=== Supplied data ===

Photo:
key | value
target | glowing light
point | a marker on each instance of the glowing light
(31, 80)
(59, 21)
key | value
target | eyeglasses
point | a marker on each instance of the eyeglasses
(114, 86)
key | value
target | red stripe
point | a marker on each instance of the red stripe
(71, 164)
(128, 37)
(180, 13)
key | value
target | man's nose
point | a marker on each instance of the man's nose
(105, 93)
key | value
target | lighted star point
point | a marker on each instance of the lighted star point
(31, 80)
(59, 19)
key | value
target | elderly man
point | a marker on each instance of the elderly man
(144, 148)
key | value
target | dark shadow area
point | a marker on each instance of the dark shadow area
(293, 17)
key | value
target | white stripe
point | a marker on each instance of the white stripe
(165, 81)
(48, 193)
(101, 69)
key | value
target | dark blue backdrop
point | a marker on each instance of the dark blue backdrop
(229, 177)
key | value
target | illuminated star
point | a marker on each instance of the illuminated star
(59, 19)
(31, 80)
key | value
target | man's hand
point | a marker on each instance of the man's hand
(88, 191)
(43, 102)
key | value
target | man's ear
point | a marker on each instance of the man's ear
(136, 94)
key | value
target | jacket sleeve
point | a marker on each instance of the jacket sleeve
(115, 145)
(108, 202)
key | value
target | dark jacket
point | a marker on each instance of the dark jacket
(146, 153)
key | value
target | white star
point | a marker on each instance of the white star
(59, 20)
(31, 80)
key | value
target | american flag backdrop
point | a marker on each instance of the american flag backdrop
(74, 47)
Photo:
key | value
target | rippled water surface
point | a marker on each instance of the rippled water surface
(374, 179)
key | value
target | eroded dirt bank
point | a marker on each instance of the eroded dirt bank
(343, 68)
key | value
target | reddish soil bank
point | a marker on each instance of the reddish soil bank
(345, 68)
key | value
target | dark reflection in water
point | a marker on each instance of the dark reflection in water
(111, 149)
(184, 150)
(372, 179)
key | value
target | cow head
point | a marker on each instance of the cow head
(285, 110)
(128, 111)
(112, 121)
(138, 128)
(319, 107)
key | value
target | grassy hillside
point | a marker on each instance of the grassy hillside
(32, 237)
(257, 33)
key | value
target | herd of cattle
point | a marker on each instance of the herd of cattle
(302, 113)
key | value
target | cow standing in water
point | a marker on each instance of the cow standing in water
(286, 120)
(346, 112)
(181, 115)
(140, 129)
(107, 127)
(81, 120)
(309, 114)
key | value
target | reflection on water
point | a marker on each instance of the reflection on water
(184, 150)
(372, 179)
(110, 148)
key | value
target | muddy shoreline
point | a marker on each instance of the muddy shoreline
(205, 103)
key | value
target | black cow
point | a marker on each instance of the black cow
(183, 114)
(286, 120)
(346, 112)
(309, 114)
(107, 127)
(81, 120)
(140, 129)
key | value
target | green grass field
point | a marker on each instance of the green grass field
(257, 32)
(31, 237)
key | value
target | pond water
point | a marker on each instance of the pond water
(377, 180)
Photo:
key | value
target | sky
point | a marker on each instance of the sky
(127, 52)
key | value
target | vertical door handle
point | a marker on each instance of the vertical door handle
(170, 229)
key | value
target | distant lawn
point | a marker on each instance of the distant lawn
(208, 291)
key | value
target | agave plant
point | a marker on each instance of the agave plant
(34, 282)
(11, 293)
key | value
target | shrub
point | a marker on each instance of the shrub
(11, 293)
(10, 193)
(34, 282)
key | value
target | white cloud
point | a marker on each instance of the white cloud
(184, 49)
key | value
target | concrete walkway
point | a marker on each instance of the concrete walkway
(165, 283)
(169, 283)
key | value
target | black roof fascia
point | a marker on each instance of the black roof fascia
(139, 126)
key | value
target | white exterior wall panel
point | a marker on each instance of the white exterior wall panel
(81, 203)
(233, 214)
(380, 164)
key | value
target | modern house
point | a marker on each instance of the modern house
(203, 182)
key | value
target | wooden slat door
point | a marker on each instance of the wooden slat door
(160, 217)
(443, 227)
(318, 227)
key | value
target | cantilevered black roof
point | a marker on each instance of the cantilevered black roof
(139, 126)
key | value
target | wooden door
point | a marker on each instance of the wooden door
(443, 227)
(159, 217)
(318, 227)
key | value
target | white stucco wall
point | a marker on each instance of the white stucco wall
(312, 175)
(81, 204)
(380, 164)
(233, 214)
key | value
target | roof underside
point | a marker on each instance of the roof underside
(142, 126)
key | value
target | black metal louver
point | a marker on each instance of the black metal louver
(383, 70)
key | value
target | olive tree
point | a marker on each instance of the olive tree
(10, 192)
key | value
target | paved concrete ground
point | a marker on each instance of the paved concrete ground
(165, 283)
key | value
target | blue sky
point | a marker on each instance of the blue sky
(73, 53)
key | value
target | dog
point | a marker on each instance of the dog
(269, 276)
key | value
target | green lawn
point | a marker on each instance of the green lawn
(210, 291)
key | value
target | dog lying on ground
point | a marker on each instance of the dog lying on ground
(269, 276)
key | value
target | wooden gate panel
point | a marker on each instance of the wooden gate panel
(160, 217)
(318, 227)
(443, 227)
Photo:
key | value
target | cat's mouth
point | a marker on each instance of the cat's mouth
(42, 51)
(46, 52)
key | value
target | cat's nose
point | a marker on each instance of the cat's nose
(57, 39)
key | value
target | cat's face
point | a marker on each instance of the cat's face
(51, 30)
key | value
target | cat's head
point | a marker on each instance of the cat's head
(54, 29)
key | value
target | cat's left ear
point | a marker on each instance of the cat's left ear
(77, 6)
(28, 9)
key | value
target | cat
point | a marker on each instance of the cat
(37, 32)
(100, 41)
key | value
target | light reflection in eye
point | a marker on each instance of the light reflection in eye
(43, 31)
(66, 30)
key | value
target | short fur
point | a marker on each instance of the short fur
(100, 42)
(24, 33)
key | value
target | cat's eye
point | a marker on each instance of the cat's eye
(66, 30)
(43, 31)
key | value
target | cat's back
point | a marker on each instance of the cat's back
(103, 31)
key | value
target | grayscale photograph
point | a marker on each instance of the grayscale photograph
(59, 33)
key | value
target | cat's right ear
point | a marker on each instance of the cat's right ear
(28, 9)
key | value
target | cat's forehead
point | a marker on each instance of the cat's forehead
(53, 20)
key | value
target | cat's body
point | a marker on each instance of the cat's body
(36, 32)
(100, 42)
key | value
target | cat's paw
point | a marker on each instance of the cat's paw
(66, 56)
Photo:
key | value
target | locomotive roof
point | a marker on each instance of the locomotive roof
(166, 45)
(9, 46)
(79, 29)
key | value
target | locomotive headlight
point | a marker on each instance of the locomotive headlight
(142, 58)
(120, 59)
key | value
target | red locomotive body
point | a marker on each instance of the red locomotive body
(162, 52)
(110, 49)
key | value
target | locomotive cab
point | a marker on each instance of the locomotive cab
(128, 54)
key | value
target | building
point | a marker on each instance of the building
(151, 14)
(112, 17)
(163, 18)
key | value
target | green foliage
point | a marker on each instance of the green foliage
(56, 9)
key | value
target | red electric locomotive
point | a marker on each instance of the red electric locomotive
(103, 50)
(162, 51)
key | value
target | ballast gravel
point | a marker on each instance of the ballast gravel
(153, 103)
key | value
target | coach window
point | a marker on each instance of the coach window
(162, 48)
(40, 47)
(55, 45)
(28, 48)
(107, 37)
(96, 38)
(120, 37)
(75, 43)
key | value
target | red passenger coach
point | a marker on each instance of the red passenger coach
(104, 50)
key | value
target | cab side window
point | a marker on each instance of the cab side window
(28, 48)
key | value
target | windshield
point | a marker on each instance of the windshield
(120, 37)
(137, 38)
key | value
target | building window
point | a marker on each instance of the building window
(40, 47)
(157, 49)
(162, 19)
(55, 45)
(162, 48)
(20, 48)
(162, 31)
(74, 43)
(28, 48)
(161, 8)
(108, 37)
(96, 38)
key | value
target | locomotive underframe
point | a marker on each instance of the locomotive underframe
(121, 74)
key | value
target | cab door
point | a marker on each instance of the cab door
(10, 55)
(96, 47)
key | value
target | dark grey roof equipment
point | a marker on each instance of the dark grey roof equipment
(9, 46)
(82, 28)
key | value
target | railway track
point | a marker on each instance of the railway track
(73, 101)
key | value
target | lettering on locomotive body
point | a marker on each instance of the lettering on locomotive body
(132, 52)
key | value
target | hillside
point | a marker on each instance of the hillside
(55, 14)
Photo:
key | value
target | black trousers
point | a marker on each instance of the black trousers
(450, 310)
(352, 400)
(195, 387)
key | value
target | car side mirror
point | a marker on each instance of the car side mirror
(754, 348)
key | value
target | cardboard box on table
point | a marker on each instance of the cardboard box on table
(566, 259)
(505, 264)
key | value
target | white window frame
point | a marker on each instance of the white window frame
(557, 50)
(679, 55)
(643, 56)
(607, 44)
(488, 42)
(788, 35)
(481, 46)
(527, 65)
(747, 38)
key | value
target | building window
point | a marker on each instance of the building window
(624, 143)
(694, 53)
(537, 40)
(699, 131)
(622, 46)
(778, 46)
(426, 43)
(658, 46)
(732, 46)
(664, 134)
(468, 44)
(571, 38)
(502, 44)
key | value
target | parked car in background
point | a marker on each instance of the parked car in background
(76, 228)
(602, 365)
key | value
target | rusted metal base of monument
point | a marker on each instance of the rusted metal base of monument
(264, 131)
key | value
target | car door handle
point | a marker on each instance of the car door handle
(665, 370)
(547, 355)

===

*Aim*.
How many lines in the entries above contain the string "lying"? Case counts. Reply with the number alone.

*Answer below*.
2